**Exercise**
Copy out each line of the listing that has the word "below" in it.
Data provided Start Marker
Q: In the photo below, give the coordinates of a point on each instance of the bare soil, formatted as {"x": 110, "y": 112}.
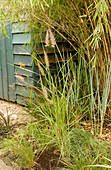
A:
{"x": 49, "y": 159}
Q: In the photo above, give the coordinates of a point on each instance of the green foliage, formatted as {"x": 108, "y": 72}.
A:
{"x": 5, "y": 120}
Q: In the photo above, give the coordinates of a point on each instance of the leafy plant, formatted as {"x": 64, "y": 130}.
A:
{"x": 6, "y": 120}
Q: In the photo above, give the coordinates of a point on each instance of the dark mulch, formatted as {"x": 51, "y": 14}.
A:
{"x": 48, "y": 160}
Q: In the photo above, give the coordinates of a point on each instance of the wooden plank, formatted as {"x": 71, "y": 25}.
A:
{"x": 24, "y": 91}
{"x": 21, "y": 38}
{"x": 1, "y": 87}
{"x": 22, "y": 49}
{"x": 24, "y": 59}
{"x": 27, "y": 71}
{"x": 10, "y": 66}
{"x": 20, "y": 28}
{"x": 4, "y": 69}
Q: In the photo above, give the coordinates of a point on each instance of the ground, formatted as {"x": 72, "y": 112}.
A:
{"x": 49, "y": 157}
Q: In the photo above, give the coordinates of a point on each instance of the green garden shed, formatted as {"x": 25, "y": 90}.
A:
{"x": 14, "y": 52}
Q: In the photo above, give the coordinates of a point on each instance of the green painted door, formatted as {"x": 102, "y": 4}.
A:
{"x": 7, "y": 80}
{"x": 3, "y": 70}
{"x": 1, "y": 86}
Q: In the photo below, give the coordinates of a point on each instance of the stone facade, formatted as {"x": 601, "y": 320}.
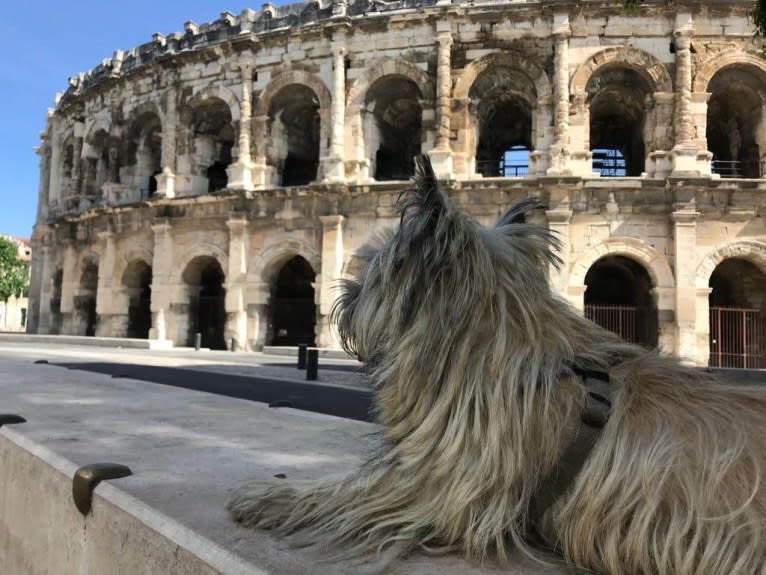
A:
{"x": 218, "y": 181}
Data provided End Marker
**Solved exercise**
Q: In the photo below, give the coordinates of a point on each instance of the bare soil, formatted as {"x": 110, "y": 112}.
Q: In the photo below, give the coordinates of a point on each instance of the stone facade, formatted as {"x": 601, "y": 320}.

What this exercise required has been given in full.